* [Task statement]: All that is needed is the listing, given back exactly.

* [Exercise material]:
++++++

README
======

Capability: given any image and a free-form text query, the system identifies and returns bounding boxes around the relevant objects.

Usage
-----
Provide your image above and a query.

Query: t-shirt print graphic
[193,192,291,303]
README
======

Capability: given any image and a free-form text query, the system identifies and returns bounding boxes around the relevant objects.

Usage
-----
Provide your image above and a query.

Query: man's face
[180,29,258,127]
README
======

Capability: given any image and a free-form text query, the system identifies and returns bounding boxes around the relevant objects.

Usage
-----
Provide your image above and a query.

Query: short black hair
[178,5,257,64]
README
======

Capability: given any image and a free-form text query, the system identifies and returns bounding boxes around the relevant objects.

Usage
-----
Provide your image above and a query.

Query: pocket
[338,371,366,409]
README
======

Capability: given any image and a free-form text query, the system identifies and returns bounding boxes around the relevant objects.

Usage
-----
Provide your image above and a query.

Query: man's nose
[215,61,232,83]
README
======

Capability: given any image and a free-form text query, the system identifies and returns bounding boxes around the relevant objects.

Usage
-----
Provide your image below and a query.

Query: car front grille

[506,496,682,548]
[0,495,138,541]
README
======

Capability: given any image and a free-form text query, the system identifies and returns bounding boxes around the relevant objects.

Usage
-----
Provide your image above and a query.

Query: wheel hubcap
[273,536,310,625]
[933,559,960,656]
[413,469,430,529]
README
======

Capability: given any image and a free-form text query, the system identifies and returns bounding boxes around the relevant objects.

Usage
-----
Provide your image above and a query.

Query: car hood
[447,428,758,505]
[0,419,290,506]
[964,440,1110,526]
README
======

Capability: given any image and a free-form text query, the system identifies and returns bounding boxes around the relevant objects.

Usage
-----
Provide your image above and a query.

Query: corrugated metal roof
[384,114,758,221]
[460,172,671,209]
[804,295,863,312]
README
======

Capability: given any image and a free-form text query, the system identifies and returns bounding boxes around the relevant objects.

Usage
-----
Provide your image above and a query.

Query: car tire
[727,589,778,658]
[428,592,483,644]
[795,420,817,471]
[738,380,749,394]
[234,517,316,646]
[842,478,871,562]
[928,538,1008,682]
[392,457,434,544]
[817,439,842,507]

++++++

* [Response for this exercise]:
README
======

Capability: given any image and a free-form text query, the system identifies and returns bounding boxes around the relevant objects.

Usage
-----
Provide your image above and a query.

Query: t-shirt print graphic
[193,192,291,303]
README
======

Capability: given any image and a free-form text query, the system identifies and returns bounding boxes around the relevant objects.

Usage
-----
Provide your image above and a query.

Query: man's face
[180,29,258,127]
README
======

Capability: given any image and a free-form text query, the system identifies and returns bounding boxes around the relevant objects.

Usage
-----
Provide your image above and a query.

Query: short black hair
[178,5,257,64]
README
======

Capability: given any image and a free-form text query, the system identifies and returns bounding boxes around the relevant objects.

Usage
-----
Provide your image above and a query.

Query: pocket
[338,371,366,409]
README
======

Capability: given any image and a free-form text query, the system identifies and returns bounding boxes around the relevant objects.

Usage
-----
Provide your image above and a query.

Query: man's nose
[215,61,232,83]
README
======

Capability: given any image and a free-form text query, the system identifies and returns bounding boxes around the relevant objects.

Usage
-----
Provide your image below and a query.

Query: car front grille

[506,496,682,548]
[0,495,138,541]
README
======

Capability: given any image and a free-form text query, the system identifies and returns bounding boxes around the relevant objects.

Usage
-----
Provide your image above and a query.

Query: wheel hubcap
[273,536,310,625]
[933,559,960,656]
[413,469,430,529]
README
======

Capability: given any image and a free-form text query, the system identifies and returns bounding boxes around the relevant objects.

Usage
-----
Provide your image above and a query.

Query: car hood
[447,428,758,505]
[0,419,290,506]
[964,440,1110,526]
README
======

Capability: given any image and a free-form text query, the system identifies and returns bounding boxes around the relevant objects.

Usage
-----
Provide your image above and a query.

Query: corrugated metal roof
[384,114,758,221]
[460,172,671,209]
[804,295,863,312]
README
======

Capability: given any image and a free-form text query, the system identifies and returns bounding boxes around the relevant objects.

Usage
-----
Provide your image above and a query.

Query: car tire
[727,589,778,658]
[428,592,483,644]
[795,420,817,471]
[738,380,749,394]
[234,517,316,646]
[842,478,871,562]
[928,538,1008,682]
[392,457,434,544]
[817,439,842,507]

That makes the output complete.